• [Data provided]:
^^^^

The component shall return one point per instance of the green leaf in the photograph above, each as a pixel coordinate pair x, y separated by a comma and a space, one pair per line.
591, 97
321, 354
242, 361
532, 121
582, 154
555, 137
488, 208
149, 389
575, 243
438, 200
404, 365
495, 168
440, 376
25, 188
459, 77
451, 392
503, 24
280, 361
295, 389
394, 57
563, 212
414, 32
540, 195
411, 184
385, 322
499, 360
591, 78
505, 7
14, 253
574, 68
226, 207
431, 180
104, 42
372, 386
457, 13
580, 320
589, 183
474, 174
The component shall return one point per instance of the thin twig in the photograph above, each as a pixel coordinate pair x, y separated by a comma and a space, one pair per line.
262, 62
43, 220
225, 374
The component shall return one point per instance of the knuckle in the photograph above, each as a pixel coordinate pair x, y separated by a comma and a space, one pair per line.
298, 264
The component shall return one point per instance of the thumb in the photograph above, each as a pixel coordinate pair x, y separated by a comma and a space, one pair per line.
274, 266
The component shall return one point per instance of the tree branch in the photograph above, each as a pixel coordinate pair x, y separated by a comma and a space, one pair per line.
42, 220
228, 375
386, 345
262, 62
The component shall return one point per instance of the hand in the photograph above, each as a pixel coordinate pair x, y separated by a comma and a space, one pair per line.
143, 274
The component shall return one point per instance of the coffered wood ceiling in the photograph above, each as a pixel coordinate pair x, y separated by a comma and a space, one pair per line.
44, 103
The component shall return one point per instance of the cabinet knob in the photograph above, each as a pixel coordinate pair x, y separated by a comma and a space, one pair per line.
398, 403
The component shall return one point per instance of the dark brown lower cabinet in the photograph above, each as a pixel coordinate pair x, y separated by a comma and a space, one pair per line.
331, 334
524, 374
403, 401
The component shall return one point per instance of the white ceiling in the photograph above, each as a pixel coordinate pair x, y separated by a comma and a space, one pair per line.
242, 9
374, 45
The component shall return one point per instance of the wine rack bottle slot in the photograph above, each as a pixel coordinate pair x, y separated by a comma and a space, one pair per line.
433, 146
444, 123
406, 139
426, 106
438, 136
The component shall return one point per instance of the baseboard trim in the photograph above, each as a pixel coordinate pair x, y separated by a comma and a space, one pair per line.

^^^^

• [What is required]: Give the lines from the one containing "The component shall return one point per instance of the wine" through the last line, inclusive, as a JSON list of strings with one string per line and blank lines left out.

• [Worked solution]:
[
  "The component shall return one point per instance of the wine rack bottle slot in the photograph above, each as a pixel coordinate pair x, y separated by a comma and a space, one pair per line.",
  "433, 146",
  "444, 123",
  "406, 139",
  "426, 106",
  "438, 136",
  "The component shall return one point per instance of the baseboard trim in the photograph above, each as a pixel coordinate pair x, y separated by a comma and a space, one pair per line."
]